Object position labeling entries:
========
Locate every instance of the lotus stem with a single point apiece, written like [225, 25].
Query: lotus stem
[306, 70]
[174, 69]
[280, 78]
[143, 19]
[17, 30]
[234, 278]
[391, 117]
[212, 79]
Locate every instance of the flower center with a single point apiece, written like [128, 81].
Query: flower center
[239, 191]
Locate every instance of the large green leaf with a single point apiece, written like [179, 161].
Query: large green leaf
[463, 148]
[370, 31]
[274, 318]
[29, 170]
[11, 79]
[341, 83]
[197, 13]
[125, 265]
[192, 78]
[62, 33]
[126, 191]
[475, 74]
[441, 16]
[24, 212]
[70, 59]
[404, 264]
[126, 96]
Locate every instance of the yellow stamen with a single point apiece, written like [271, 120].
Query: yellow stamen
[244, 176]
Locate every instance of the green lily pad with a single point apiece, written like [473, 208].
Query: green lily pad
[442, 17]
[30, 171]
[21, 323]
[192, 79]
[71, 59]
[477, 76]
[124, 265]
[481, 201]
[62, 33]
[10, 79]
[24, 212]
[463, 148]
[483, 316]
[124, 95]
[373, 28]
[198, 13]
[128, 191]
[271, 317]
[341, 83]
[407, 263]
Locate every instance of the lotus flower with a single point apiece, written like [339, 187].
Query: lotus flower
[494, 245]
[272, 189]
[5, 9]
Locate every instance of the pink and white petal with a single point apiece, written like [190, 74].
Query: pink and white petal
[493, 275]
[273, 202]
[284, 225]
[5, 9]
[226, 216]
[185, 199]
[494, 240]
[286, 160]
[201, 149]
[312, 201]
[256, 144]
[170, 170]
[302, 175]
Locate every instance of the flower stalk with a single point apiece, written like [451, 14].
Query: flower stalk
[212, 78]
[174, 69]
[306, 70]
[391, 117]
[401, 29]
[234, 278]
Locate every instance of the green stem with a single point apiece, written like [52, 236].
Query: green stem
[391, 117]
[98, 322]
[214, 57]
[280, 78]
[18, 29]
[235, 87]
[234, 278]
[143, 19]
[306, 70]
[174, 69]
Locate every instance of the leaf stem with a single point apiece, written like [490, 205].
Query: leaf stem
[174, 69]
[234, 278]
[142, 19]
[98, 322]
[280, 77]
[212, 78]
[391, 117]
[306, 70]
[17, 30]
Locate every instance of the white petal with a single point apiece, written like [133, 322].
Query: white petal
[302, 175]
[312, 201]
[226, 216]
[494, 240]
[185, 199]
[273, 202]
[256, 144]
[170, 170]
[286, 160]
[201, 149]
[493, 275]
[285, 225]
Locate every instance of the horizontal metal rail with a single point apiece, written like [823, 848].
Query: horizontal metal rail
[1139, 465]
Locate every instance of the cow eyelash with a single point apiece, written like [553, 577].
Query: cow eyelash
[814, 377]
========
[Exercise details]
The records above must be output exactly, in full.

[Answer]
Locate every instance of the lotus stem with a single point apiece, written like [225, 25].
Query: lotus stem
[306, 70]
[174, 69]
[280, 78]
[143, 19]
[17, 30]
[234, 278]
[391, 117]
[212, 79]
Locate every instance of the flower center with a single point apiece, written like [128, 81].
Query: flower center
[239, 191]
Locate every instance of the large green leaf with a single point apiece, written like [179, 161].
Query: large green leaf
[463, 148]
[370, 31]
[274, 318]
[29, 170]
[11, 79]
[341, 83]
[197, 13]
[125, 265]
[192, 78]
[62, 33]
[126, 191]
[475, 74]
[441, 16]
[24, 212]
[70, 59]
[404, 264]
[126, 96]
Locate every instance of the yellow stamen with a single point apiece, written like [271, 120].
Query: yellow stamen
[244, 176]
Locate every instance of the green lily pad with a single point apiece, written like [473, 208].
Query: green lily pad
[442, 17]
[30, 171]
[21, 323]
[192, 79]
[71, 59]
[477, 76]
[124, 265]
[481, 201]
[62, 33]
[10, 79]
[24, 212]
[463, 148]
[483, 316]
[124, 95]
[373, 28]
[198, 13]
[128, 191]
[271, 317]
[341, 83]
[407, 263]
Locate every instance of the lotus flower with a single point apiece, written like [339, 187].
Query: lotus flower
[494, 245]
[272, 189]
[5, 9]
Locate every instance of the pink and white petal with a single point apiece, written like [190, 74].
Query: pink and white petal
[493, 275]
[273, 202]
[284, 225]
[5, 9]
[226, 216]
[185, 199]
[494, 240]
[286, 160]
[201, 149]
[312, 201]
[256, 144]
[170, 170]
[302, 175]
Locate every instance of the flower stalk with a single point apiece, written like [451, 14].
Query: flower stalk
[212, 78]
[174, 69]
[306, 70]
[391, 117]
[401, 29]
[234, 278]
Locate every instance of the green stem with a single point apiece, written like [52, 236].
Query: green stem
[391, 117]
[98, 322]
[214, 57]
[280, 78]
[18, 29]
[235, 87]
[234, 278]
[143, 19]
[306, 70]
[174, 69]
Locate every instance of the leaf stem with a single point apiece, written like [490, 205].
Query: leaf stem
[174, 69]
[234, 278]
[142, 19]
[98, 322]
[280, 77]
[212, 78]
[391, 117]
[306, 70]
[17, 30]
Locate every instance of the white petal with a single point apiece, written like [133, 322].
Query: white petal
[302, 175]
[312, 201]
[226, 216]
[494, 240]
[185, 199]
[273, 202]
[256, 144]
[170, 170]
[286, 160]
[201, 149]
[493, 275]
[285, 225]
Locate every instance of the horizontal metal rail with a single point apiece, written like [823, 848].
Query: horizontal metal rail
[1139, 465]
Locate every instance of the cow eyelash with a single point apiece, written like [553, 577].
Query: cow eyelash
[814, 377]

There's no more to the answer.